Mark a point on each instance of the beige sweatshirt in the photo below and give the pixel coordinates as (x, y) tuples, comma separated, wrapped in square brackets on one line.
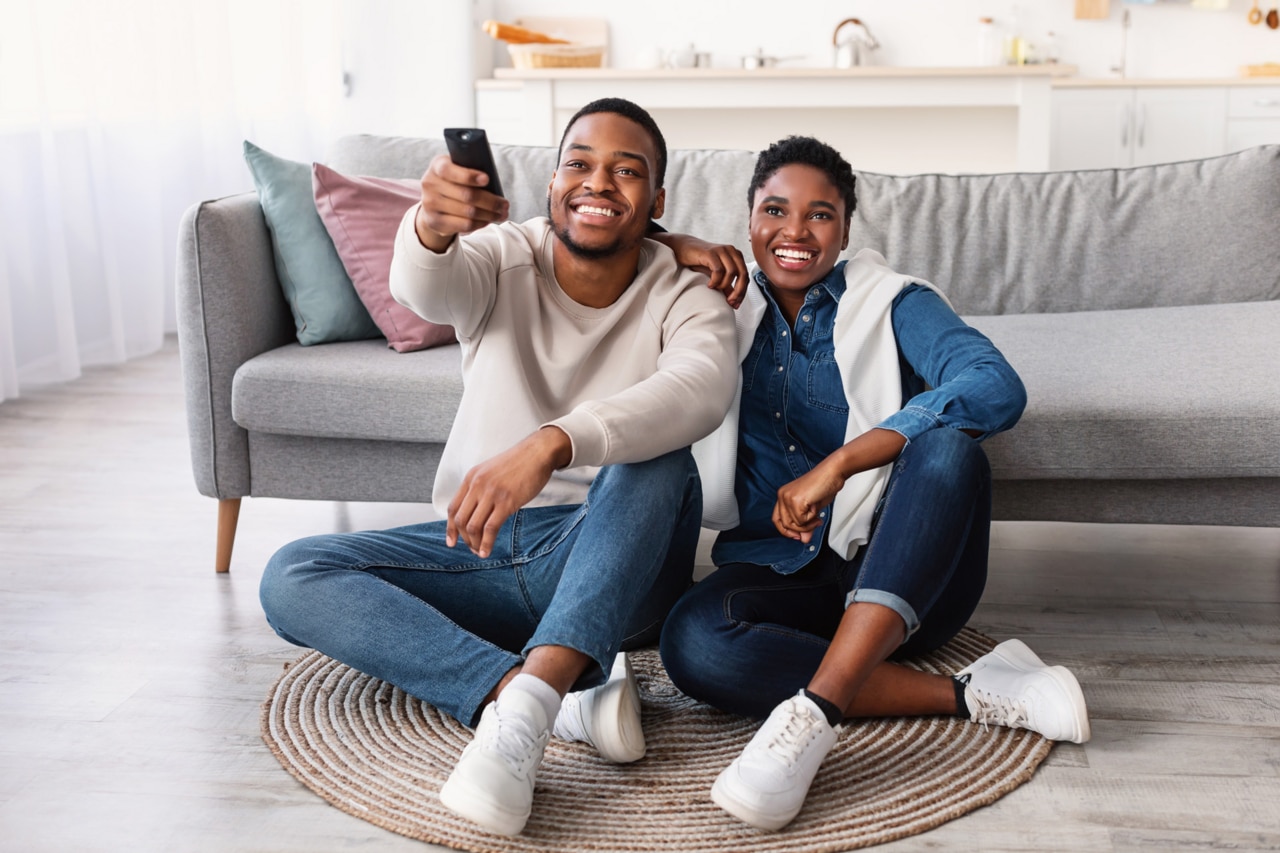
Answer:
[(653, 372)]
───
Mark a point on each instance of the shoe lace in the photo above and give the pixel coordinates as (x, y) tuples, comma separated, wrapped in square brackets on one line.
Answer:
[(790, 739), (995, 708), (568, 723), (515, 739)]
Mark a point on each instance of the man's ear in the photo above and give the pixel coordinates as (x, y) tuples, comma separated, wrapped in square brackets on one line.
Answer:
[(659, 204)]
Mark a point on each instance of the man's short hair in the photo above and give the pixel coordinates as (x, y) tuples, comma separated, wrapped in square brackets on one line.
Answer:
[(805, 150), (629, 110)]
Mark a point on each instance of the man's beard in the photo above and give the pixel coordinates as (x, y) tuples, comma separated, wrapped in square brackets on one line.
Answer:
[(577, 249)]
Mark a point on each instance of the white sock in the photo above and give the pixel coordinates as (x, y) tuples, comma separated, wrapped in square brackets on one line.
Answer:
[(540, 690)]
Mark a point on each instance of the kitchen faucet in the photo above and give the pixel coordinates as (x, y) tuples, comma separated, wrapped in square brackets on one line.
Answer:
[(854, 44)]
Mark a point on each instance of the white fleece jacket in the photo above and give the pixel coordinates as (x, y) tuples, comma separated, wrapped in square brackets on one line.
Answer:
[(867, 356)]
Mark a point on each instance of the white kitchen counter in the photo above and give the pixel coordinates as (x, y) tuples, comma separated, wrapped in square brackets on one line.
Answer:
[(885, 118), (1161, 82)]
───
# Exercise instructions:
All lines of the entries containing the string "kitchen" must be shown in full.

# Response for this exercise:
Mark a point on each instance of the kitchen faucet in the photo above and give the pixel coordinates as (x, y) tuples, comma separated, wrapped in square brackets on one line.
Mark a point on each instance of the white kitchen counter in the photo above and give the pixel coordinates as (x, y) tuples, comma separated, wrapped in square brackets on one line.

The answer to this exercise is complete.